We all go through creative slumps.  I live in Moab, surrounded by Arches and Canyonlands National Parks, Dead Horse Point State Park and over 2 million acres of BLM land every bit as breathtaking as the parks.  I have no reason to whine but I’m going to any way.  Here goes: I’m bored with red rocks.  I’ve had enough of sweeping canyon vistas, massive arches and impossibly balanced rocks bathed in alpenglow so vivid you’d think the sandstone was actually on fire.  There, I said it.

I dream of cold mountain streams lined with colorful wildflowers, powerful waves crashing against sea stacks and thundering waterfalls pouring over high cliffs.  I’m not certain my camera even has the ability to record the color green.  Okay, so maybe that last part is a bit of an exaggeration but I think you get the idea.

What to do about such a dilemma?  How about a personal project to pull you out of a creative slump.  I’m working on two projects that require me to dedicate countless hours wandering around Arches, hiking trails I’ve never hiked and photographing things I’ve never seen.  My love for the place is being renewed with each outing.  Away from the crowds and the buses spewing fumes I’m able to reconnect with the very landscape that brought me to Moab.  Watching sunset light wash over pinnacles of red rock piercing a clear, deep blue sky in an area of the park I’ve never seen and that I have entirely to myself has a remarkable and lasting impact.  Finding the remains of early spring wildflowers nestled in shifting sands of the largest dunes I’ve seen in Arches makes my mind fast forward to next May, and images I’ve yet to create.  Examining maps for new, off-the-beaten path locations keeps the excitement alive even when I’m only sitting at home.

-=-=-

(WHAT IS ASKED):
A) According to the Moab photography piece, what are the public lands that surround the writer? List every one.
B) Carry the Moab photography piece forward from its final sentence.

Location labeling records
-=-=-

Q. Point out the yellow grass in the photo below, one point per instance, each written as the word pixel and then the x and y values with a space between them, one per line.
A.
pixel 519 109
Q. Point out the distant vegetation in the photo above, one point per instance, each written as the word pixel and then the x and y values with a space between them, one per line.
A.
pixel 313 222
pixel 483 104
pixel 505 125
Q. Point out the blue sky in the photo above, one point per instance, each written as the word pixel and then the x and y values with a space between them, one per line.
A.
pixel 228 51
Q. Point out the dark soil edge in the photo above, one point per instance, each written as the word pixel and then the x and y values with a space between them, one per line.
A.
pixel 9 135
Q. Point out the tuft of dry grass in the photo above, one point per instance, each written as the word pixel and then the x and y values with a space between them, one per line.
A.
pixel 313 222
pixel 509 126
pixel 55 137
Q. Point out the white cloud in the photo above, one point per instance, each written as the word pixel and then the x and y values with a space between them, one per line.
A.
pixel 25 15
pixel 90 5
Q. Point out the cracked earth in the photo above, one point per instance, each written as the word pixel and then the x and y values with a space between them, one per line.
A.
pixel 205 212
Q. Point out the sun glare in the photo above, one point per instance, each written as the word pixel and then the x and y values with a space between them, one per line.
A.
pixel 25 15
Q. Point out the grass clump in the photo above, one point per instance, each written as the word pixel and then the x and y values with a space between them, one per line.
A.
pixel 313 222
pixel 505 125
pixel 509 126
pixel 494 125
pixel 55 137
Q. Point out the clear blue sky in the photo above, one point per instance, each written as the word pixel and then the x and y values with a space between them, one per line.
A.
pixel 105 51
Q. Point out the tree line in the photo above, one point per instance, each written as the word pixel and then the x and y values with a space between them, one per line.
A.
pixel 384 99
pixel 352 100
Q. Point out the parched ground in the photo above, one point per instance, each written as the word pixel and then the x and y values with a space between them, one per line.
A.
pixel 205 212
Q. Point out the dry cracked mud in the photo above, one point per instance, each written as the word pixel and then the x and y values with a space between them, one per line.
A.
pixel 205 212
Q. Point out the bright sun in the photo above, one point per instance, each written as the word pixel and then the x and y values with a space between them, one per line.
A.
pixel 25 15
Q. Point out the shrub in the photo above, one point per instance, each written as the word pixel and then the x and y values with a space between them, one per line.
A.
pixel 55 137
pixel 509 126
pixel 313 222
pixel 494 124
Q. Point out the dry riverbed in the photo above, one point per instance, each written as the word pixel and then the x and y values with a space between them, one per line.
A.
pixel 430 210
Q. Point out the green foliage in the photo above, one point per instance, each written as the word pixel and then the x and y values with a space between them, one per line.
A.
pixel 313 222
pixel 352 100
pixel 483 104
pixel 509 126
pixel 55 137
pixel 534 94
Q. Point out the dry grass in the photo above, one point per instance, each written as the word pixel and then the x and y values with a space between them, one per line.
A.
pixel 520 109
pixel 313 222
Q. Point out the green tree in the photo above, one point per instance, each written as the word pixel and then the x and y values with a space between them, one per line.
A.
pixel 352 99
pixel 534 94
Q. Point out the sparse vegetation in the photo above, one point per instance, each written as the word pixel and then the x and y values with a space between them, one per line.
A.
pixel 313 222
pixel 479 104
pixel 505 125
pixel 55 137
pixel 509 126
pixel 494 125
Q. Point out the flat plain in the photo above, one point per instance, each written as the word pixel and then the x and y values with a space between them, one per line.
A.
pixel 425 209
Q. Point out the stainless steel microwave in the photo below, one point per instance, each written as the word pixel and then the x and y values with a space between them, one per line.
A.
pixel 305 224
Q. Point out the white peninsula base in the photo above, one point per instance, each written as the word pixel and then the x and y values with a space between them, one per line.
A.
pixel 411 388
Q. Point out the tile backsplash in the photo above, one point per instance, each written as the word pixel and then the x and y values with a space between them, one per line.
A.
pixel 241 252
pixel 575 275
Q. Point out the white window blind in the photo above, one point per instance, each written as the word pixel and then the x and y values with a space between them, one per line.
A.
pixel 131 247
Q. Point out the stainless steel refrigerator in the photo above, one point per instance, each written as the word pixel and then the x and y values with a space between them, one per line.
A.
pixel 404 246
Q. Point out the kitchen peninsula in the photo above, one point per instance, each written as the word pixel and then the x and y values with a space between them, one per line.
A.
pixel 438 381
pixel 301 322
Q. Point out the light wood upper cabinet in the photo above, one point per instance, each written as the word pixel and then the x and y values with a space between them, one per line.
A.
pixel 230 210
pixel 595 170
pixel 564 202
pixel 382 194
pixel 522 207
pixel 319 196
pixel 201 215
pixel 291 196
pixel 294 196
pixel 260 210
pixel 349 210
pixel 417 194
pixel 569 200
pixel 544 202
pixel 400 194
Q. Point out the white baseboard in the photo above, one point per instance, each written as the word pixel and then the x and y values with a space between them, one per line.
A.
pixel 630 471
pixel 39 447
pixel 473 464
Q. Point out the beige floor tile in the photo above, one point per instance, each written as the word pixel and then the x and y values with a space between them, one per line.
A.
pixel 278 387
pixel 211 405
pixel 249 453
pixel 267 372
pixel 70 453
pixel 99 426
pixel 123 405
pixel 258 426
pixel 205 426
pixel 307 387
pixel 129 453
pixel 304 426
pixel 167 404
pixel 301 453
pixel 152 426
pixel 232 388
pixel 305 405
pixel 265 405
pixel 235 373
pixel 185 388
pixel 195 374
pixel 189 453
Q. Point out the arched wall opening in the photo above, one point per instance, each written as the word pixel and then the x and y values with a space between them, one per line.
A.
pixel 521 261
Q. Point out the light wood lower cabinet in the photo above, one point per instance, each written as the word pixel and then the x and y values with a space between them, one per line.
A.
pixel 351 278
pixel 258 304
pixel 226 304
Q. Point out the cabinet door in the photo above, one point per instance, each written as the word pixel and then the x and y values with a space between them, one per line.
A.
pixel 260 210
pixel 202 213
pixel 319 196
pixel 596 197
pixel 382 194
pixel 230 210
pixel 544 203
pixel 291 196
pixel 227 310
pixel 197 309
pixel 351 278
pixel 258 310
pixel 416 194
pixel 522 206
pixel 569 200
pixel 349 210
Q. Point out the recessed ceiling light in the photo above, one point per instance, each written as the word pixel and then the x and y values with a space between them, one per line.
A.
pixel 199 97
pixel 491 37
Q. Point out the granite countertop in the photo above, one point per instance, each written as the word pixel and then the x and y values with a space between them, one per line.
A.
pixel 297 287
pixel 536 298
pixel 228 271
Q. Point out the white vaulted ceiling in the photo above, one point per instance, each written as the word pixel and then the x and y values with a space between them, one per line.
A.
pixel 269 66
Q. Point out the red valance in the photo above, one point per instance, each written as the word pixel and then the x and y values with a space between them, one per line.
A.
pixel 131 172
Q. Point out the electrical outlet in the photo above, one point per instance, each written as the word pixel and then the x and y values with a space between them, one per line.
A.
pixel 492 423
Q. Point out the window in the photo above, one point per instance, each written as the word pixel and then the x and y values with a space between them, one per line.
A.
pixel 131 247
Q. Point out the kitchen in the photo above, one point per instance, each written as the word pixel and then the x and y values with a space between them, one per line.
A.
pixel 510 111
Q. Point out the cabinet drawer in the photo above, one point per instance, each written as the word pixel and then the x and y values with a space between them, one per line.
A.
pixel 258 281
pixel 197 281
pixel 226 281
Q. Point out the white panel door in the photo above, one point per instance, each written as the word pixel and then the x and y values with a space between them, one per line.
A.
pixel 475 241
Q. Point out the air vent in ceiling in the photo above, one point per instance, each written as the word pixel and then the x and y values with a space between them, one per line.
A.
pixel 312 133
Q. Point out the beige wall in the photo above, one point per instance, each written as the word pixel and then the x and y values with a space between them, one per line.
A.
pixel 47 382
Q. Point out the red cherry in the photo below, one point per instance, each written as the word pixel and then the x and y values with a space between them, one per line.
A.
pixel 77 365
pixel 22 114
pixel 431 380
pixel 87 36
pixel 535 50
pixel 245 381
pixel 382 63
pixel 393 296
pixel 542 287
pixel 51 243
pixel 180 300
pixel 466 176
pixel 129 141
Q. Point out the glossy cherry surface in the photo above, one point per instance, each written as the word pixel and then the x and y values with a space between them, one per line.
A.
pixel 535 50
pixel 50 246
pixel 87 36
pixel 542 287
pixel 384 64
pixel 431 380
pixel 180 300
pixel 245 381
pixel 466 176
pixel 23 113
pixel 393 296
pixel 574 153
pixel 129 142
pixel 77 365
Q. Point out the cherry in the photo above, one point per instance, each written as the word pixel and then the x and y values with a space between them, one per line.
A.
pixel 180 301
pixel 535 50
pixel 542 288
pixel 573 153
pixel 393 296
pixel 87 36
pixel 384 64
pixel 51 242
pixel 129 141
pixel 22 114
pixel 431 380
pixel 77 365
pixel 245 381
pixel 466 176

-=-=-

(ANSWERS PER TASK):
A)
- Arches National Park
- Canyonlands National Park
- Dead Horse Point State Park
- Over 2 million acres of BLM land

B)
Next time you find yourself in a slump try designing a personal project that immerses you in the landscape that’s giving you the creative blues.  If your style leans toward sweeping vistas, give yourself a month to create a compelling portfolio of intimate landscapes.  Or, skip the icons and focus on lesser known locations you’ve never photographed.  Visit the same location over and over again, at different times of the day and in various seasons.  Work it until you’ve compiled a collection of images that tell a complete story of the location.  Write about your experiences in a blog or, if you’re not ready to share publicly, in a journal.

If all else fails store your camera in a closet for a while.  Read natural history guides.  Learn the geology, history, flora & fauna.  Hike trails you’ve never hiked.  Enjoy a grand sunset without worrying about finding a composition and fumbling with filters.  Sit by a creek and listen to the sound of the clear water rushing over mossy rocks.  Sharing these moments with those not present to witness the magic is why many of us fell in love with nature photography.  Treat yourself to them and you will surely find new energy and a passion to capture them with your camera.